### TASK TO CARRY OUT
Reproduce the data verbatim from its first line through the line that contains "11 14 26 31", including both of those lines.

★ ★ ★ ★

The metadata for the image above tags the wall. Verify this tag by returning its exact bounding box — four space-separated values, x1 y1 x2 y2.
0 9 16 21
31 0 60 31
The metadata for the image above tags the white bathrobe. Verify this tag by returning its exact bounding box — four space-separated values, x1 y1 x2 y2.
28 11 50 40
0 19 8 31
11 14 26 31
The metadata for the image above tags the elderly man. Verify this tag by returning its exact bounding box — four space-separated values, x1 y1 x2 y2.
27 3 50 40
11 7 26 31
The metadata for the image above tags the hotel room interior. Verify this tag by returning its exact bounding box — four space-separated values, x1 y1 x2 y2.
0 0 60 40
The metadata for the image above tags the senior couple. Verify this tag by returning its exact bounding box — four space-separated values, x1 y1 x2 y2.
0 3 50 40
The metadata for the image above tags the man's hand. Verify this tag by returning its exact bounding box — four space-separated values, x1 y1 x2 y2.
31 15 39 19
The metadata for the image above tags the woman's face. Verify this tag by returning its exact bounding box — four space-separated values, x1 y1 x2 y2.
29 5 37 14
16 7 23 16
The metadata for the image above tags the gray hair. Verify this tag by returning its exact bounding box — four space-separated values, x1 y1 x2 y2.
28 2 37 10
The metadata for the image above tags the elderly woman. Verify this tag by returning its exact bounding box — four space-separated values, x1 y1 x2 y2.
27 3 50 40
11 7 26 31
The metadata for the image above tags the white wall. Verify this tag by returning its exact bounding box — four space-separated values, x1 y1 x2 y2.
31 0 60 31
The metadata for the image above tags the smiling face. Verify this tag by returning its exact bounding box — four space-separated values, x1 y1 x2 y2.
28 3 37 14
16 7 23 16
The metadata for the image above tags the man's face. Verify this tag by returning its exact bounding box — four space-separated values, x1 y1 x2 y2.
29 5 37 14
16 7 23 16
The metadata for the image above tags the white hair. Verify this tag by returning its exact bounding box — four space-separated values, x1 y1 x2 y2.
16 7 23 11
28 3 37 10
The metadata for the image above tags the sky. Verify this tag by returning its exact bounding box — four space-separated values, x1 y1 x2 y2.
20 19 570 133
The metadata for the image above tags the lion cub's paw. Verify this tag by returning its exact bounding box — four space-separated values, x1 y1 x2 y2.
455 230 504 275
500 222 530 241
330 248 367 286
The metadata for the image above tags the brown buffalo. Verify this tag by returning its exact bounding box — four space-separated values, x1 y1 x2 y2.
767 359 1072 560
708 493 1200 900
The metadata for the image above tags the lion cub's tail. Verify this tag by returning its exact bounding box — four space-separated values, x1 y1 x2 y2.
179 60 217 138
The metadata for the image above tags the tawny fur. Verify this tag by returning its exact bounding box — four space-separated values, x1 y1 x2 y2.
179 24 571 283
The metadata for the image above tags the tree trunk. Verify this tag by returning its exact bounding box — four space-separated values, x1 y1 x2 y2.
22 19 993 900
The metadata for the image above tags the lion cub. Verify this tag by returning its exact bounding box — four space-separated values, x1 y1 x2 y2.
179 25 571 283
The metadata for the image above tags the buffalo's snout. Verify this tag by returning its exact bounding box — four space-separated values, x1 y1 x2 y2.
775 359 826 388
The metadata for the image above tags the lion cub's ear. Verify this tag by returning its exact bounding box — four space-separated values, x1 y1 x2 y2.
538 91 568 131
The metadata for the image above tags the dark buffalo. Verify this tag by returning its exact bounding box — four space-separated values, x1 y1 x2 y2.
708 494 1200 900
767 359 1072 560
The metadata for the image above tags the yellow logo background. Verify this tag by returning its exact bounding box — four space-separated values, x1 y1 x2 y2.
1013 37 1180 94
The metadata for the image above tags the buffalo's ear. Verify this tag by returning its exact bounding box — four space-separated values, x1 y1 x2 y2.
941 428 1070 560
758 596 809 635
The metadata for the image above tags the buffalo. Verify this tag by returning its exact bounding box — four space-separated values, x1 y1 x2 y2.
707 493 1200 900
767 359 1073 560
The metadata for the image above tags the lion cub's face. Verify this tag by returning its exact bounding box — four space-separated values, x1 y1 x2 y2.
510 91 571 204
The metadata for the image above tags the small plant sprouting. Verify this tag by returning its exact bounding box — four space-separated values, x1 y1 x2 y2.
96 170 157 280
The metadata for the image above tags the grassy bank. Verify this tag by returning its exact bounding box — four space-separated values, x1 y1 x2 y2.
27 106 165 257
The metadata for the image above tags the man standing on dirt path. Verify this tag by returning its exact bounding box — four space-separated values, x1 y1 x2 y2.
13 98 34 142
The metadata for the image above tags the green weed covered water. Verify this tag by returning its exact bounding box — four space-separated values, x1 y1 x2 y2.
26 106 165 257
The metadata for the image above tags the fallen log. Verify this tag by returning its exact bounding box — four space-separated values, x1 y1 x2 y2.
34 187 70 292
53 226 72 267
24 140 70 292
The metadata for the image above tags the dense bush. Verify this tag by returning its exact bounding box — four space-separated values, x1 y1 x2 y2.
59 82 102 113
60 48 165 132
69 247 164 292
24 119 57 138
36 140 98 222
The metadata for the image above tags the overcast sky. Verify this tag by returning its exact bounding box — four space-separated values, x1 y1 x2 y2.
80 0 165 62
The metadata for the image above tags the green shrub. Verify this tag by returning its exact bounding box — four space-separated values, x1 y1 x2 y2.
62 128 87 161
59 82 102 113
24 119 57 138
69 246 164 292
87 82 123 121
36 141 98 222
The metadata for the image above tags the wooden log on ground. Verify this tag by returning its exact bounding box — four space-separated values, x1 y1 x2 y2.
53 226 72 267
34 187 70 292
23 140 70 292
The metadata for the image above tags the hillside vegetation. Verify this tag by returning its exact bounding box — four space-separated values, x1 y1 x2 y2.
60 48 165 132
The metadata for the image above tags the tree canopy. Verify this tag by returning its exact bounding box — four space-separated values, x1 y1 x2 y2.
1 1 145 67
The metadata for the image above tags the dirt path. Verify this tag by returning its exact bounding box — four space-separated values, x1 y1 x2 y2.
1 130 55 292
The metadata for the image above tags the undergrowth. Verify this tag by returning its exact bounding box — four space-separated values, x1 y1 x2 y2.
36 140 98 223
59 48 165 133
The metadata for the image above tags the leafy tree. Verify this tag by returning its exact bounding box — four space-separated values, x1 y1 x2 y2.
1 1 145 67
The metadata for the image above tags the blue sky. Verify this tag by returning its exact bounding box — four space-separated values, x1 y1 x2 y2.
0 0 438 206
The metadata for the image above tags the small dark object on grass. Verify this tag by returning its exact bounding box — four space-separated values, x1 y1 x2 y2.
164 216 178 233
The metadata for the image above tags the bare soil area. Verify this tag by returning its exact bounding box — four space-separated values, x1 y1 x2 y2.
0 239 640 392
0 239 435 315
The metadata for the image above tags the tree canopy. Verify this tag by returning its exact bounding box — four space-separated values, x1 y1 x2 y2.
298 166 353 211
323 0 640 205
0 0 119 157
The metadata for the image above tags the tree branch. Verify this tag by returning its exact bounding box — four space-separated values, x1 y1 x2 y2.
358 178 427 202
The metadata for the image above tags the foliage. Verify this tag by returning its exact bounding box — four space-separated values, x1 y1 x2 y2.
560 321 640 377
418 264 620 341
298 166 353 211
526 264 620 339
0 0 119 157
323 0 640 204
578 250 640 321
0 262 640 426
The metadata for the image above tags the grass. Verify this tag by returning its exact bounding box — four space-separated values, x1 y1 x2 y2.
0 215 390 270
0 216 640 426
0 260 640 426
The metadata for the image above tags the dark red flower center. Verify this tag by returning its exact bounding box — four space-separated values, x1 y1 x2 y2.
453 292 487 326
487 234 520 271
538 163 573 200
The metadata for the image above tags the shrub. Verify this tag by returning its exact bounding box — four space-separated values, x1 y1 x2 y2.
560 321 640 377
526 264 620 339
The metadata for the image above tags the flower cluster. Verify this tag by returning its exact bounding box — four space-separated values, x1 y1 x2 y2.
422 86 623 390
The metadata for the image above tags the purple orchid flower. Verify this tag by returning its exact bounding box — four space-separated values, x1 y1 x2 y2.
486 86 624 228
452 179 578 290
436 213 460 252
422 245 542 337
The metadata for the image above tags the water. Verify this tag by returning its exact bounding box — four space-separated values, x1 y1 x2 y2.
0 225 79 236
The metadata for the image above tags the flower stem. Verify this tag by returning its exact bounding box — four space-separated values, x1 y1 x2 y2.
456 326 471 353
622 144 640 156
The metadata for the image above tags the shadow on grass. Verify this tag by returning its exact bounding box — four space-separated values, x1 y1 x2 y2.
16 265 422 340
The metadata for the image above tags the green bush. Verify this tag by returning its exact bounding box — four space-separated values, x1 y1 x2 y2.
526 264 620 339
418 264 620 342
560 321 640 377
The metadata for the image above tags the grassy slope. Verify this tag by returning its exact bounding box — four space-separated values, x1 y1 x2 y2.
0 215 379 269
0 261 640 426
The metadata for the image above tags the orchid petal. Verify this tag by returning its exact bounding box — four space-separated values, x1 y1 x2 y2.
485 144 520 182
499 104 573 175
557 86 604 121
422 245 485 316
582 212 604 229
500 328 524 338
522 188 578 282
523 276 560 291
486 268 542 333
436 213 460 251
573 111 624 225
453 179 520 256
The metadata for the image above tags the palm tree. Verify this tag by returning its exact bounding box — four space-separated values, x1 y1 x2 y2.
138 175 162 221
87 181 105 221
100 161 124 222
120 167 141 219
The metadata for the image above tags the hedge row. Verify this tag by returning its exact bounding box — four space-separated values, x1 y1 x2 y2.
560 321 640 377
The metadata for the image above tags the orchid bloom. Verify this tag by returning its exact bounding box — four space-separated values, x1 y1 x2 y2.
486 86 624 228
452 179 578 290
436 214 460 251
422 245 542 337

★ ★ ★ ★

### FULL SOLUTION
The metadata for the image above tags the wall. Verify this tag by returning its exact bounding box — four space-separated values, x1 y1 x2 y2.
0 9 16 21
31 0 60 31
The metadata for the image above tags the white bathrobe. Verify this tag by returning its exact bounding box — four space-separated values, x1 y1 x2 y2.
28 11 50 40
0 19 8 31
11 14 26 31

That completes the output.